Convert every row below into a JSON list of strings with one string per line, omitting any blank lines.
__________
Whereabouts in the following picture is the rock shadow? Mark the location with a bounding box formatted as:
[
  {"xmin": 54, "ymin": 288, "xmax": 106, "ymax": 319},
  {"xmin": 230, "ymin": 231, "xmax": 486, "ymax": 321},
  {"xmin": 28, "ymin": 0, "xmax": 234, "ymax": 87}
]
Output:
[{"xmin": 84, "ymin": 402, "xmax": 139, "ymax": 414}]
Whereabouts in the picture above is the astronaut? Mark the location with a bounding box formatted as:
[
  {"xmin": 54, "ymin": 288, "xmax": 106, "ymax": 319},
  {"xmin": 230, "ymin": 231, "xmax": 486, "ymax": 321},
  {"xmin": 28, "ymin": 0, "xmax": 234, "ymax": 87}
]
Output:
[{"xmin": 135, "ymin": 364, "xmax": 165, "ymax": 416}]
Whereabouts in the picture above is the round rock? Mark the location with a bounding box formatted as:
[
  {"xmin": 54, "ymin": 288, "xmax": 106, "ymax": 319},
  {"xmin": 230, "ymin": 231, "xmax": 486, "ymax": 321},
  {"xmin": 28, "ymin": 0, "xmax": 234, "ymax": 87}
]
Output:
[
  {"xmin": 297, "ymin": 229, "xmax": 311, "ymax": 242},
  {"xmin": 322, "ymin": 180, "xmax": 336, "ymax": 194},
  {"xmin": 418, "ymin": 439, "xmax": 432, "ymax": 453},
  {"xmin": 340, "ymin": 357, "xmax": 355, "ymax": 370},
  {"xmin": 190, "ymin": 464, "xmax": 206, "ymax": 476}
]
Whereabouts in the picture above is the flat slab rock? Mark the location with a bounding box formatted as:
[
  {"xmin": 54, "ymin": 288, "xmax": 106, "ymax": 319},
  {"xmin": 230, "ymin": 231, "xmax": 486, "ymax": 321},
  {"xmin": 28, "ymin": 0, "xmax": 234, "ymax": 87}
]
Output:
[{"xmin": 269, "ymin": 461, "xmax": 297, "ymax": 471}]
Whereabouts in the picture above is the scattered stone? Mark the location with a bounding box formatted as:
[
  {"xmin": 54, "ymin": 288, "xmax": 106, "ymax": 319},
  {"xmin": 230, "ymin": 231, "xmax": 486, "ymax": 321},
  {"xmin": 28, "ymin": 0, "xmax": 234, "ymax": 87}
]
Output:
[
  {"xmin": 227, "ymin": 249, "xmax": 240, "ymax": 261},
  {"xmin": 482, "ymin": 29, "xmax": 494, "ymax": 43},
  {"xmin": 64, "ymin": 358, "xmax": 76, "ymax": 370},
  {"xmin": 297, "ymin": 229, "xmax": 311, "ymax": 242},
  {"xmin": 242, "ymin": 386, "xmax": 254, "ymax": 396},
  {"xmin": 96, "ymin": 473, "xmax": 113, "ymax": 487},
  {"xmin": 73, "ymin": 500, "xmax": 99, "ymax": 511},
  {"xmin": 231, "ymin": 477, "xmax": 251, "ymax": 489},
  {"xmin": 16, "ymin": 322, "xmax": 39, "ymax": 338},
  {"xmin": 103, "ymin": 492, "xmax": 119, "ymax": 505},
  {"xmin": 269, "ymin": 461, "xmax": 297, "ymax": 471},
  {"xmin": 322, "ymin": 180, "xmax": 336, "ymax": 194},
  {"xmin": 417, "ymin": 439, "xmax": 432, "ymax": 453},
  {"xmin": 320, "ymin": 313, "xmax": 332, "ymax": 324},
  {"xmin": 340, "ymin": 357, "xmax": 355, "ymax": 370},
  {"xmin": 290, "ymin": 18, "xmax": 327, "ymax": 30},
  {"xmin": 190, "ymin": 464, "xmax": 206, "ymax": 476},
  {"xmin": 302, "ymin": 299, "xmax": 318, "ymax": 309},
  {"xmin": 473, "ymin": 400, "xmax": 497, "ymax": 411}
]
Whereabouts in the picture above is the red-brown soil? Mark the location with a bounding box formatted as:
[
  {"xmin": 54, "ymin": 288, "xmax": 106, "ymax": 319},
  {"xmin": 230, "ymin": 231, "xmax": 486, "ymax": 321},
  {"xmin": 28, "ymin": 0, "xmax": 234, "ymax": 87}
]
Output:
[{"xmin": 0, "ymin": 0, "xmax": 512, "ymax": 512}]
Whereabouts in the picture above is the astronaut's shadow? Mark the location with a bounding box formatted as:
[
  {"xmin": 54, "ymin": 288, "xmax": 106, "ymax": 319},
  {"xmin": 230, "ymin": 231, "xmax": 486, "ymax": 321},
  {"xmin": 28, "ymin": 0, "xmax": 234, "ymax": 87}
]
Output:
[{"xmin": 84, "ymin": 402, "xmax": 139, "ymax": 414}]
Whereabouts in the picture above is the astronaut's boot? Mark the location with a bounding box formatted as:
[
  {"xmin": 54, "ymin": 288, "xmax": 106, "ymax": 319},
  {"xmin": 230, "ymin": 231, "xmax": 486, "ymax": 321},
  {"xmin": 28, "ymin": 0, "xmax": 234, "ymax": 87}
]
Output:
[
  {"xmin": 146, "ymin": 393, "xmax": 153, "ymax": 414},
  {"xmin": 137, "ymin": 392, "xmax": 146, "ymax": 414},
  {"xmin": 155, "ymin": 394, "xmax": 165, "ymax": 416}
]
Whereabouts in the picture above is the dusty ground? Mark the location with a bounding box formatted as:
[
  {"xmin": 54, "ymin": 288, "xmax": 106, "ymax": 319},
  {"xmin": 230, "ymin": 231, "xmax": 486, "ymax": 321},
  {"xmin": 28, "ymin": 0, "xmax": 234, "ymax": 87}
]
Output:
__________
» **The response**
[
  "Whereabouts in the following picture is the rock shadow? Mark the location with a bounding box formatted as:",
  "[",
  "  {\"xmin\": 54, \"ymin\": 288, \"xmax\": 106, \"ymax\": 319},",
  "  {\"xmin\": 230, \"ymin\": 231, \"xmax\": 486, \"ymax\": 321},",
  "  {\"xmin\": 28, \"ymin\": 0, \"xmax\": 234, \"ymax\": 87}",
  "]",
  "Output:",
  "[{\"xmin\": 84, \"ymin\": 402, \"xmax\": 139, \"ymax\": 414}]",
  "Whereabouts in the picture above is the astronaut? Mark the location with a bounding box formatted as:",
  "[",
  "  {\"xmin\": 54, \"ymin\": 288, \"xmax\": 106, \"ymax\": 319},",
  "  {\"xmin\": 230, \"ymin\": 231, \"xmax\": 486, \"ymax\": 321},",
  "  {\"xmin\": 28, \"ymin\": 0, \"xmax\": 234, \"ymax\": 87}",
  "]",
  "Output:",
  "[{\"xmin\": 135, \"ymin\": 364, \"xmax\": 165, \"ymax\": 416}]",
  "Whereabouts in the picture above is the round rock? Mark the location with a bounding box formatted as:",
  "[",
  "  {\"xmin\": 54, \"ymin\": 288, \"xmax\": 106, \"ymax\": 319},",
  "  {\"xmin\": 230, \"ymin\": 231, \"xmax\": 486, \"ymax\": 321},",
  "  {\"xmin\": 28, \"ymin\": 0, \"xmax\": 234, \"ymax\": 87}",
  "]",
  "Output:",
  "[",
  "  {\"xmin\": 297, \"ymin\": 229, \"xmax\": 311, \"ymax\": 242},",
  "  {\"xmin\": 322, \"ymin\": 180, \"xmax\": 336, \"ymax\": 194},",
  "  {\"xmin\": 418, \"ymin\": 439, \"xmax\": 432, \"ymax\": 453},",
  "  {\"xmin\": 340, \"ymin\": 357, \"xmax\": 355, \"ymax\": 370},",
  "  {\"xmin\": 190, \"ymin\": 464, \"xmax\": 206, \"ymax\": 476}",
  "]",
  "Whereabouts in the picture above is the flat slab rock? Mark the location with a bounding box formatted as:",
  "[",
  "  {\"xmin\": 54, \"ymin\": 288, \"xmax\": 106, \"ymax\": 319},",
  "  {\"xmin\": 230, \"ymin\": 231, \"xmax\": 486, \"ymax\": 321},",
  "  {\"xmin\": 28, \"ymin\": 0, \"xmax\": 234, \"ymax\": 87}",
  "]",
  "Output:",
  "[{\"xmin\": 269, \"ymin\": 461, \"xmax\": 297, \"ymax\": 471}]",
  "Whereabouts in the picture above is the scattered stone? Mark the location with a bounding box formatted as:",
  "[",
  "  {\"xmin\": 54, \"ymin\": 288, \"xmax\": 106, \"ymax\": 319},",
  "  {\"xmin\": 230, \"ymin\": 231, \"xmax\": 486, \"ymax\": 321},",
  "  {\"xmin\": 28, \"ymin\": 0, \"xmax\": 234, \"ymax\": 87}",
  "]",
  "Output:",
  "[",
  "  {\"xmin\": 227, \"ymin\": 249, \"xmax\": 240, \"ymax\": 261},",
  "  {\"xmin\": 482, \"ymin\": 29, \"xmax\": 494, \"ymax\": 43},",
  "  {\"xmin\": 64, \"ymin\": 358, \"xmax\": 76, \"ymax\": 370},",
  "  {\"xmin\": 297, \"ymin\": 229, \"xmax\": 311, \"ymax\": 242},",
  "  {\"xmin\": 242, \"ymin\": 386, \"xmax\": 254, \"ymax\": 396},",
  "  {\"xmin\": 96, \"ymin\": 473, \"xmax\": 113, \"ymax\": 487},",
  "  {\"xmin\": 73, \"ymin\": 500, \"xmax\": 99, \"ymax\": 511},",
  "  {\"xmin\": 231, \"ymin\": 477, \"xmax\": 251, \"ymax\": 489},",
  "  {\"xmin\": 16, \"ymin\": 322, \"xmax\": 39, \"ymax\": 338},",
  "  {\"xmin\": 103, \"ymin\": 492, \"xmax\": 119, \"ymax\": 505},",
  "  {\"xmin\": 269, \"ymin\": 461, \"xmax\": 297, \"ymax\": 471},",
  "  {\"xmin\": 322, \"ymin\": 180, \"xmax\": 336, \"ymax\": 194},",
  "  {\"xmin\": 417, \"ymin\": 439, \"xmax\": 432, \"ymax\": 453},",
  "  {\"xmin\": 320, \"ymin\": 313, \"xmax\": 332, \"ymax\": 324},",
  "  {\"xmin\": 340, \"ymin\": 357, \"xmax\": 355, \"ymax\": 370},",
  "  {\"xmin\": 290, \"ymin\": 18, \"xmax\": 327, \"ymax\": 30},",
  "  {\"xmin\": 190, \"ymin\": 464, \"xmax\": 206, \"ymax\": 476},",
  "  {\"xmin\": 302, \"ymin\": 299, \"xmax\": 318, \"ymax\": 309},",
  "  {\"xmin\": 473, \"ymin\": 400, \"xmax\": 497, \"ymax\": 411}",
  "]",
  "Whereabouts in the picture above is the red-brown soil? Mark the location with a bounding box formatted as:",
  "[",
  "  {\"xmin\": 54, \"ymin\": 288, \"xmax\": 106, \"ymax\": 319},",
  "  {\"xmin\": 230, \"ymin\": 231, \"xmax\": 486, \"ymax\": 321},",
  "  {\"xmin\": 28, \"ymin\": 0, \"xmax\": 234, \"ymax\": 87}",
  "]",
  "Output:",
  "[{\"xmin\": 0, \"ymin\": 0, \"xmax\": 512, \"ymax\": 512}]",
  "Whereabouts in the picture above is the astronaut's shadow? Mark the location with a bounding box formatted as:",
  "[",
  "  {\"xmin\": 54, \"ymin\": 288, \"xmax\": 106, \"ymax\": 319},",
  "  {\"xmin\": 230, \"ymin\": 231, \"xmax\": 486, \"ymax\": 321},",
  "  {\"xmin\": 28, \"ymin\": 0, \"xmax\": 234, \"ymax\": 87}",
  "]",
  "Output:",
  "[{\"xmin\": 84, \"ymin\": 402, \"xmax\": 139, \"ymax\": 414}]",
  "Whereabouts in the picture above is the astronaut's boot? Mark the location with a bounding box formatted as:",
  "[",
  "  {\"xmin\": 54, \"ymin\": 288, \"xmax\": 106, \"ymax\": 319},",
  "  {\"xmin\": 230, \"ymin\": 231, \"xmax\": 486, \"ymax\": 321},",
  "  {\"xmin\": 28, \"ymin\": 0, \"xmax\": 234, \"ymax\": 87}",
  "]",
  "Output:",
  "[",
  "  {\"xmin\": 146, \"ymin\": 393, \"xmax\": 153, \"ymax\": 414},",
  "  {\"xmin\": 137, \"ymin\": 392, \"xmax\": 146, \"ymax\": 414},",
  "  {\"xmin\": 155, \"ymin\": 394, \"xmax\": 165, \"ymax\": 416}",
  "]",
  "Whereabouts in the picture above is the dusty ground? Mark the location with a bounding box formatted as:",
  "[",
  "  {\"xmin\": 54, \"ymin\": 288, \"xmax\": 106, \"ymax\": 319},",
  "  {\"xmin\": 230, \"ymin\": 231, \"xmax\": 486, \"ymax\": 321},",
  "  {\"xmin\": 28, \"ymin\": 0, \"xmax\": 234, \"ymax\": 87}",
  "]",
  "Output:"
]